The AI has access to a set of tools grouped by purpose. You don't address tools directly — the AI picks them based on what you ask.

Sound Design (6 tools)

Tool	What it does
generate_preset	Creates a new preset from a natural-language description.
describe_preset	Writes a short musician-facing description of an existing preset.
suggest_presets	Recommends presets from your library that fit a query.
list_presets	Lists presets in your library with filters (name, source, genre, slot).
inspect_preset	Reads back the parameter set of a specific preset for the AI to reason about.
push_preset	Sends a preset to its device slot.

Device Control (8 tools)

Tool	What it does
get_device_status	Reads the live device state — current preset slot, key/scale, effect block on/off.
select_preset	Switches the device's active preset.
toggle_effect	Turns an effect block on or off on the active preset.
set_key_scale	Sets the device's global key and scale.
get_mixer	Reads mixer-block levels (harmony, doubling, wet sends).
set_mixer	Writes mixer-block levels — the canonical lever for "make X louder."
list_preset_params	Looks up parameter names so the AI can write surgically. The AI calls this when it's not sure of a parameter's exact name.
set_preset_param	Writes a specific parameter on the active preset by name.

Songs & Setlists (7 tools)

Tool	What it does
create_song	Builds a new song with cues from a natural-language description.
list_songs	Lists songs in your library.
get_song	Reads back a specific song's cue structure.
create_setlist	Builds a setlist from a description.
list_setlists	Lists setlists in your library.
get_setlist	Reads back a specific setlist's entries.

§ **EXTRACTED RECORDS**
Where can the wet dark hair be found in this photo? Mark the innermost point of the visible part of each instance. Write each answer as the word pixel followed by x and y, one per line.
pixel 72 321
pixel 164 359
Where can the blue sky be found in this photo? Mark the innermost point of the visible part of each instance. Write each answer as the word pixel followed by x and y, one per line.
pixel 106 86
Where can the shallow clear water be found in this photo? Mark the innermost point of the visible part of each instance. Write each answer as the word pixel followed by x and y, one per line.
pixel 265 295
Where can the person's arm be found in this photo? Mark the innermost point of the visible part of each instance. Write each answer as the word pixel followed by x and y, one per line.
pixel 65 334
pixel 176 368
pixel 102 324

...

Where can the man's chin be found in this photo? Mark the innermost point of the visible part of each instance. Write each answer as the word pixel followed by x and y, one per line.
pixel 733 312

§ **REQUIRED TASKS**
**A.** Reproduce word for word the stretch of the tool reference from "The AI has access" through "to reason about.".
**B.** Answer these questions from the tool reference:
(i) How many tools are in the Device Control group?
(ii) Which tool sets the device's global key and scale?
(iii) What does get_setlist do?
The items have no role in this work.

§ **SET OF ANSWERS**
**A.**
The AI has access to a set of tools grouped by purpose. You don't address tools directly — the AI picks them based on what you ask.

Sound Design (6 tools)

Tool	What it does
generate_preset	Creates a new preset from a natural-language description.
describe_preset	Writes a short musician-facing description of an existing preset.
suggest_presets	Recommends presets from your library that fit a query.
list_presets	Lists presets in your library with filters (name, source, genre, slot).
inspect_preset	Reads back the parameter set of a specific preset for the AI to reason about.

**B.**
(i) Eight.
(ii) set_key_scale.
(iii) It reads back a specific setlist's entries.